Liu Shijin, member of the monetary policy committee of the People’s Bank of China (PBOC), told a financial forum in Shanghai that Beijing’s room for monetary policy easing was limited by widening interest rate differentials with the US.
On the budget front, Chinese governments are under pressure at various levels, he told the annual Bund Summit conference.
‘If China continues to focus on… macro policy in its efforts to stabilize growth, there would be more and more side effects,” said Liu, vice president of the State Council Development Research Center.
“More importantly, we will once again miss the opportunity for structural reforms.”
China’s post-Covid recovery has lost momentum due to weak consumption, falling exports and a deepening real estate debt crisis. The economy is struggling despite a raft of monetary and fiscal measures to boost confidence.
Liu on Sunday proposed a new round of structural reforms that could immediately help the economy while providing long-term growth momentum.
These include demand-side reforms that focus on giving migrant workers access to public services that city residents can enjoy, as well as supply-side reforms that aim to foster entrepreneurship in emerging industries, he said.
China’s top economic planning body announced this month that it will set up a new department to help private companies, as Beijing looks to revive investor confidence, which has been damaged by a government crackdown on sectors ranging from internet to private tutoring.
Liu said on Sunday that China must more clearly recognize the status of private companies, both ideologically and politically.

* * * * * * *

• Task statement:
Answer these questions about the article on Liu Shijin's remarks.
1. What does Liu say limits Beijing's room for monetary policy easing?
2. At which annual conference did Liu speak?
3. What did China's top economic planning body announce it will set up?

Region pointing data
* * * * * * *

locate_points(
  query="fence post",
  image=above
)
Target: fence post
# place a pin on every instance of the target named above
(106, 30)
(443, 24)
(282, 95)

* * * * * * *

• Answer section:
1. Widening interest rate differentials with the US.
2. The Bund Summit.
3. A new department to help private companies.